[Segmentation dataset rows]
┄┄┄┄┄┄┄┄┄┄┄┄┄┄┄┄┄┄┄┄

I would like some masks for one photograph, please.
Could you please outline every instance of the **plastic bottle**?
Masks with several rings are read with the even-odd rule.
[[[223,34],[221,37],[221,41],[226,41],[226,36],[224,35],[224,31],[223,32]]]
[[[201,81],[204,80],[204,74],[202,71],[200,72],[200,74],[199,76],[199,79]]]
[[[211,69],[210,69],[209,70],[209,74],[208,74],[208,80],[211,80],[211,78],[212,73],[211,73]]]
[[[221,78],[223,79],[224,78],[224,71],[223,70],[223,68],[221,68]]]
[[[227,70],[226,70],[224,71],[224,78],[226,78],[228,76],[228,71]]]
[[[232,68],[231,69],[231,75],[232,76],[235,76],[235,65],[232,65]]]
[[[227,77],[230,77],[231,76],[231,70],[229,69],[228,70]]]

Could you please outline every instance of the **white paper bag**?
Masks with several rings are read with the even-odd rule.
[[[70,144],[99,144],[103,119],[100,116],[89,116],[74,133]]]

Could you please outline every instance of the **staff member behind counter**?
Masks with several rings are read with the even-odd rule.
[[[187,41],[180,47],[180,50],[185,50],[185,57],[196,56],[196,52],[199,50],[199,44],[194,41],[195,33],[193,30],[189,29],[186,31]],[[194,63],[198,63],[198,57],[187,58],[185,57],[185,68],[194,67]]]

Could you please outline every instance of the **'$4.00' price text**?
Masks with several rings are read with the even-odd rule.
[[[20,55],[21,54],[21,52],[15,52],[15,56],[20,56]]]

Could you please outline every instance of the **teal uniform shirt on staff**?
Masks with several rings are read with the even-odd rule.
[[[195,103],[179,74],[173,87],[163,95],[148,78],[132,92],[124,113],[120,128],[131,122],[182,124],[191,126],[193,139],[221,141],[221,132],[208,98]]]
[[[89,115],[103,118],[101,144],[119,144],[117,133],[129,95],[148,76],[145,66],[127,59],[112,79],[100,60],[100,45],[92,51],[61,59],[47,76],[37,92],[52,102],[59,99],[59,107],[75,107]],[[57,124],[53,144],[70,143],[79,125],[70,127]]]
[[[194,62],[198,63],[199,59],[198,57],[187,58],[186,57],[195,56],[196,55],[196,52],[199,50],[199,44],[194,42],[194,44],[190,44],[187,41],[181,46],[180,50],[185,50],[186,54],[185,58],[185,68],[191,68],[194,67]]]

┄┄┄┄┄┄┄┄┄┄┄┄┄┄┄┄┄┄┄┄

• **REQUIREMENTS**
Rewrite each line from the one containing "Could you please outline every instance of the **white" through the final row, requests included. Multiply every coordinate in the answers by 1.8 and round to whole numbers with halves going up, and give only those lines.

• **FULL SOLUTION**
Could you please outline every instance of the **white paper bag**?
Masks with several rings are read with the even-odd rule.
[[[126,259],[178,259],[185,214],[180,209],[160,209],[133,239]]]

Could you please outline every instance of the **staff member behind counter**?
Masks with several rings are read with the even-odd rule.
[[[337,74],[324,85],[324,90],[333,90],[333,103],[353,101],[353,94],[358,90],[358,79],[349,74],[351,59],[347,54],[340,52],[335,56]],[[349,113],[356,113],[356,103],[337,104],[333,103],[333,122],[349,121]]]

Could you please outline every instance of the **'$4.00' price text**?
Masks with several rings are read with the even-odd rule.
[[[36,99],[38,97],[38,94],[27,94],[27,101],[36,101]]]

Could you please outline every instance of the **teal uniform shirt on staff**?
Masks with several rings are read with the even-odd rule.
[[[351,185],[322,133],[311,157],[293,171],[266,140],[238,166],[223,203],[216,230],[236,220],[328,223],[344,227],[347,250],[398,254],[398,238],[374,176]]]
[[[160,207],[185,212],[182,259],[214,259],[211,239],[232,171],[266,137],[261,119],[229,106],[202,142],[180,108],[180,81],[166,92],[110,106],[85,137],[67,166],[94,184],[106,178],[106,193],[135,193]],[[103,223],[95,259],[126,257],[142,225],[126,229]]]
[[[349,112],[356,113],[358,106],[356,103],[337,104],[335,103],[351,101],[353,99],[353,94],[358,90],[358,79],[349,76],[349,79],[342,79],[337,74],[326,83],[324,90],[333,90],[335,97],[333,104],[333,122],[344,122],[349,121]]]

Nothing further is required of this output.